* УСЛОВИЕ ЗАДАНИЯ:
Подхватите интервью с Даниилом Страховым и Марией Леоновой и продолжите его сразу после последней реплики.

* ФРАГМЕНТ ИСТОЧНИКА:
----------

Вадим Верник
24.07.2014 15:07
Звезды

Даниил Страхов и Мария Леонова

«На 50-летие свадьбы возьмем себе служанку!»

Фотография: Владимир Васильчиков

Он много снимается и со времен «Бедной Насти» является, бесспорно, одним из самых популярных российских актеров. Она на экране появляется редко, но метко... Даниил СТРАХОВ и Мария ЛЕОНОВА — семейная пара, и их союзу скоро исполнится 20 лет. В актерской среде такая стабильность в отношениях встречается нечасто. Даниил и Мария вовсе не хотят выглядеть образцово-показательной семьей, они просто живут так, как считают нужным

Помню, в свое время на моем домашнем автоответчике было сообщение: «Вадик, привет. Это Даня и Маша». Причем говорил один Даня. Это очень символично. У меня такое ощущение, что вы одно целое, вам так хорошо вдвоем, что больше никто и не нужен, кроме, может быть, вашего красавца лабрадора. Я прав?

Даниил: Возможно. Мы стараемся внутри себя сохранить что-то очень важное и не пустить в наш мир Москву всю целиком со всеми ее бешеными ритмами, потребностями, претензиями.

Сколько лет вы уже вместе?

Маша: Мы познакомились в 1994 году, на 2-м курсе Щукинского училища. Даня тогда перевелся из Школы-студии МХАТ. Мы знакомы 20 лет.

Д.: Как раз в сентябре у нас будет юбилей. Получается, наша с тобой встреча, Вадик, — юбилейная. (Улыбается.)

Я вас поздравляю, время быстро летит. Скажите, вы сразу почувствовали друг друга?

Д.: Я на Машу глаз положил сразу. А Маша ко мне какое-то время присматривалась. Эти отношения не то чтобы сразу возникли и приобрели какой-то лирический характер. На самом деле мы стали жить вместе уже после института.

М.: Это вообще была очень долгая история.

Д.: Сначала короткий студенческий роман, который ничем не закончился. Каждый пошел своей дорожкой. Но судьба распорядилась по-другому: мы вместе попали в один театр, Театр Гоголя, которому за один только этот второй шанс можно быть благодарным. Каждый за минувший год прожил какую-то свою историю, и, когда мы встретились на сборе труппы, стало понятно без слов, что дальше всё будет иначе.

Прямо как в кино. Но поженились вы через несколько лет.

Д.: Всё это уже не имело никакого значения. Это не было проверкой отношений и крепости союза. Да и свадьбы, по сути, у нас не было.

М.: У нас было только два кольца, и всё. Когда мы, в джинсах и майках, пришли в загс, женщина нас спросила: «А где же молодые?» Мы ответили: «Молодые — это мы». Обменялись кольцами, и каждый поехал по своим делам.

----------

* НАБОР ДАННЫХ:
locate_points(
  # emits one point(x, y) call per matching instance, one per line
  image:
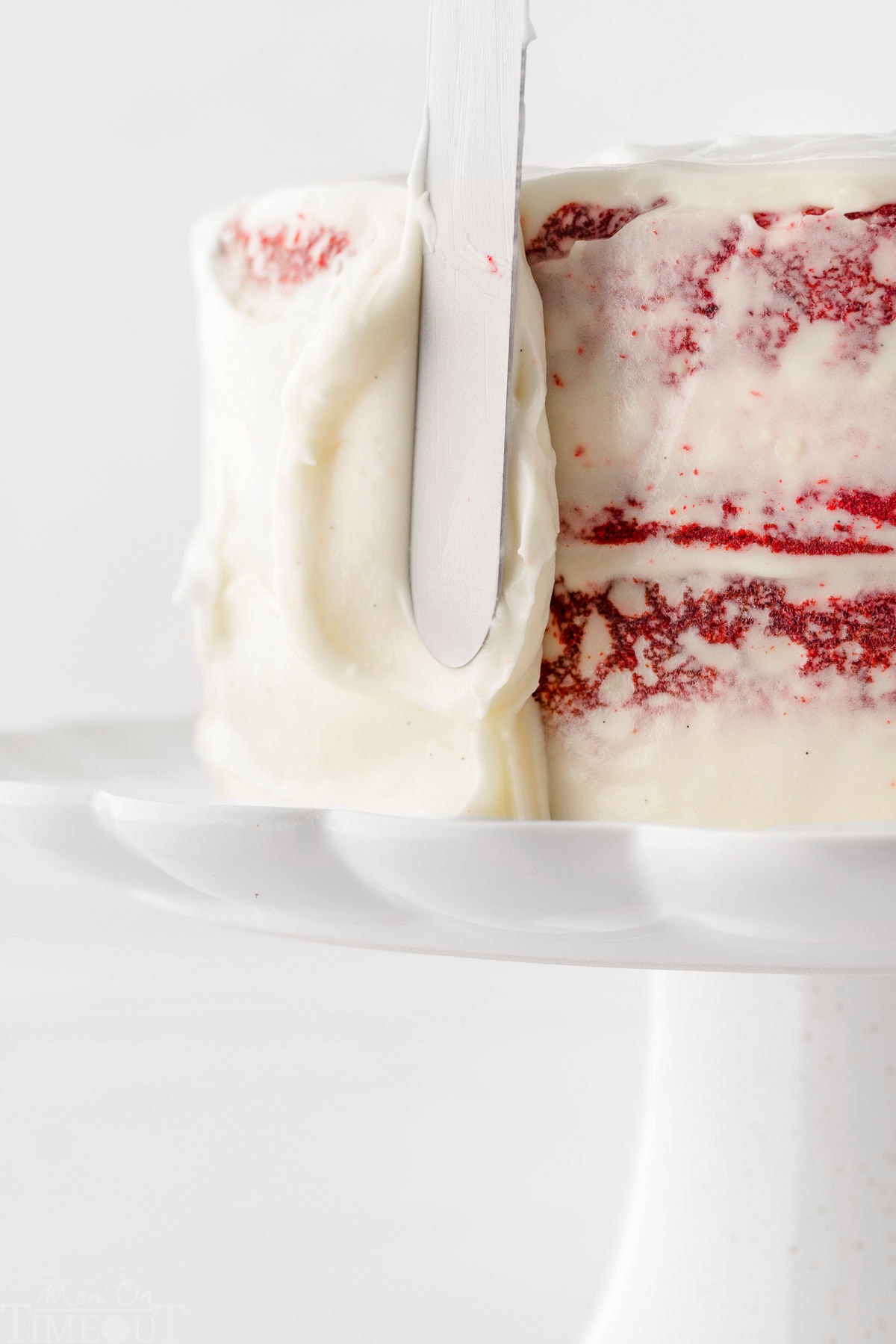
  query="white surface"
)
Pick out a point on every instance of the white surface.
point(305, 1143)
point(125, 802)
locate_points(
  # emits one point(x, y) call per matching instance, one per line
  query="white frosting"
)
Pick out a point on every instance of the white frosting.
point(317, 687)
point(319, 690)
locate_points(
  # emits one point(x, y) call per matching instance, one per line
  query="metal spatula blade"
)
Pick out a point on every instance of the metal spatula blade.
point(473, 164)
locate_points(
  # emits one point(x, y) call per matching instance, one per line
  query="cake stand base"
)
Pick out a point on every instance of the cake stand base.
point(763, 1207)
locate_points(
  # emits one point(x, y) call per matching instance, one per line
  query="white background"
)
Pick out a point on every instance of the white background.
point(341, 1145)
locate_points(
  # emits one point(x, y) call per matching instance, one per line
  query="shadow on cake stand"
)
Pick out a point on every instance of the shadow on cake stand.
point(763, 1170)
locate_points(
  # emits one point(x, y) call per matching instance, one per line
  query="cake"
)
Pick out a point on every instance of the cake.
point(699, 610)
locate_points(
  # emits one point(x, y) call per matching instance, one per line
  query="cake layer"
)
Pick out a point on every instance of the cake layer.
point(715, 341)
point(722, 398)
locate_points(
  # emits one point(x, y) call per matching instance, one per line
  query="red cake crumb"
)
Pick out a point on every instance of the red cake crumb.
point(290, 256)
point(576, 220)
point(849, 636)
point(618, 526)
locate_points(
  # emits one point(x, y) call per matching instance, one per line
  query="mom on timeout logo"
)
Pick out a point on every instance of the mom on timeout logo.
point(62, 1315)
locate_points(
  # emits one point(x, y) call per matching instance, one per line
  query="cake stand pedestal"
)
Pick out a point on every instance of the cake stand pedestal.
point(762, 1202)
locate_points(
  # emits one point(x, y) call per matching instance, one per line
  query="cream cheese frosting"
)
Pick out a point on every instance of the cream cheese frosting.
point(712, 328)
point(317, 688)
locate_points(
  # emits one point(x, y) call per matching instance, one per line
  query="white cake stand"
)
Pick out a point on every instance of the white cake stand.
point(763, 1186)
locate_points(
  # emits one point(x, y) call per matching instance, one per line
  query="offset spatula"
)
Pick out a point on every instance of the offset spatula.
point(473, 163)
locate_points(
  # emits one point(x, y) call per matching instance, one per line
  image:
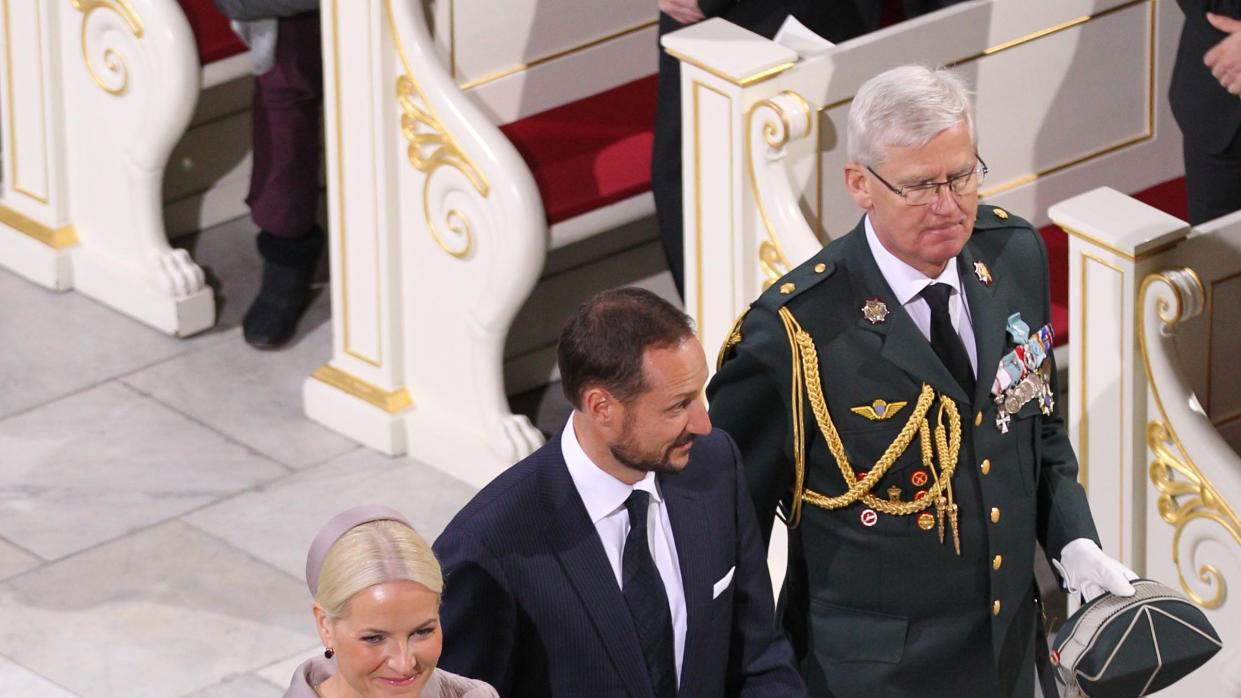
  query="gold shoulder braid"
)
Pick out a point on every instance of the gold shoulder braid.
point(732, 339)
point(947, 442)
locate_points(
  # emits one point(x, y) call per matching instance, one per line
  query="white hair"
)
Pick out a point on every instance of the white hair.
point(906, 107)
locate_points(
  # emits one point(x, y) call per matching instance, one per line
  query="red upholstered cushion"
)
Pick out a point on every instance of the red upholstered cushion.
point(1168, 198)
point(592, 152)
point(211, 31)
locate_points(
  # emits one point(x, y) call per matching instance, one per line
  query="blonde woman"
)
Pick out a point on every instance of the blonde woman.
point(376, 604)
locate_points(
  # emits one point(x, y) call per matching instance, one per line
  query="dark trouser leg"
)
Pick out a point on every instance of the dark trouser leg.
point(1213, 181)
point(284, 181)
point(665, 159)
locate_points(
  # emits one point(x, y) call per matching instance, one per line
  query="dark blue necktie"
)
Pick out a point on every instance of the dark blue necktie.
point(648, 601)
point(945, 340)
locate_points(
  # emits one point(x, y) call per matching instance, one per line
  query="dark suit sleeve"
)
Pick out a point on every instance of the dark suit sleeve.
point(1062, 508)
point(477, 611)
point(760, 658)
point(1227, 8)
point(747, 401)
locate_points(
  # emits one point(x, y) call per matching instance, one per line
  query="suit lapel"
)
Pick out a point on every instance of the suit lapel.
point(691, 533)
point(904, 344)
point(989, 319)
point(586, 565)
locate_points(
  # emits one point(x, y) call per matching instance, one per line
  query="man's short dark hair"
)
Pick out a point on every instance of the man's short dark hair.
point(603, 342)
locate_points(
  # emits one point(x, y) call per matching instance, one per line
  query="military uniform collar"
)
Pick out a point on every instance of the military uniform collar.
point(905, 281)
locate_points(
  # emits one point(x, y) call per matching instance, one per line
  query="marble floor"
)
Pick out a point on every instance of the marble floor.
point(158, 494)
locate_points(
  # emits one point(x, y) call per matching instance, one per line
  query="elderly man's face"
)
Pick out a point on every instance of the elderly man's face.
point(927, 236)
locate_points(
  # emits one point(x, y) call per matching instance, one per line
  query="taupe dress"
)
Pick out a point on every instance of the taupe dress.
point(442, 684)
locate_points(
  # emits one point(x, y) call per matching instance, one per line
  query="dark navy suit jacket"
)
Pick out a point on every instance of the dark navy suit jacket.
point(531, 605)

----------

* ОТВЕТ К ЗАДАНИЮ:
А где, кстати, Маша, твое обручальное кольцо?

М.: (Протягивает руку, показывая кольцо.) Это венчальное.

Неужели тебе не хотелось надеть белое платье, фату?

М.: Никогда мне этого не хотелось. Мне не хотелось этой безумной свадьбы, людей, крика, шума, гулянья. Мне казалось, что это настолько интимное дело, дело только двоих людей.

Д.: Знаешь, вот это: «чтобы было как у людей»…

М.: У нас всё не как у людей, это точно. (Улыбается). Для кого-то единственная радость — это всё напоказ, а кому-то этого совсем не надо.

Родители не обиделись, что вы не позвали их на бракосочетание?

М.: Нет, и спасибо им огромное за это. Они просто приехали к нам вечером, поздравили. Мы вместе выпили шампанского.

Д.: Белый фрак и белое платье мы наденем на нашу золотую свадьбу. Если доживем, доползем до этой даты. (Улыбается.)

Вот вы говорите «всё не как у людей».
Еще одно тому подтверждение: сегодня
многие стремятся купить дом поближе
к Москве, вы же покупаете в 100 километрах от столицы.

Д.: Ты выдаешь все наши тайны. Читательницы будут тебе благодарны, скажут: «О! Наконец-то про Страхова есть что-то новенькое». (Смеется.)

Расскажите, почему вы решили уехать «в глушь, в Саратов», где нет больших коттеджей, респектабельных соседей?

Д.: Там вполне себе респектабельные соседи. Это не глухая деревня, но, с другой стороны, мы место выбирали не соседей ради. Да и удаленность от Москвы была для нас непринципиальной. Если бы такое место нашлось в десяти-двадцати километрах, мы были бы не против. Честно говоря, нам было очень сложно определиться. Мы целых пять лет искали...

М.: А тут увидели, переглянулись — и оба поняли: да, это наше.

Что вас там привлекло? Лес, речка, рыбалка?

М.: Вадим, там какое-то совершенно удивительное ощущение пространства, воздуха. Я не знаю, как это всё объяснить. Мы всё строили с нуля, нашли архитектора, проектировали, придумывали. Наш дом — это воплощение нашей мечты. Кстати, изначально мы хотели купить готовый дом, но ни один нам не подошел.

Интересно, почему?

М.: Вот не подходит, и всё! То закутки какие-то, то потолки низкие, и всё очень стандартное, какое-то однотипное. Мы хотели больше пространства, чтобы потолки в гостиной не в
3,5 метра, а значительно выше. Кроме того, наш дом обязательно должен был быть из дерева, а не из камня. Мы живем в каменной Москве, этого достаточно. При этом нам не хотелось строить избу. В общем, в этих поисках мы провели довольно долгое время, а потом решили строить сами.

Д.: Закончилось всё тем, что этот дом появился в нашей жизни как некое новое существо, которое требует очень много внимания, любви. Мы уже чувствуем, как этот дом начинает наполняться нашей энергией. Нам так хотелось, чтобы рабочие поскорее уехали…

М.: …чтобы дом задышал.

Кто-то ваш удивительный дом видел?

М.: Только родители. А что касается гостей, хочется, знаешь, сначала впитать в себя эту другую жизнь. (Улыбается.)

Хорошо. И чем же вы на своем загородном участке занимаетесь?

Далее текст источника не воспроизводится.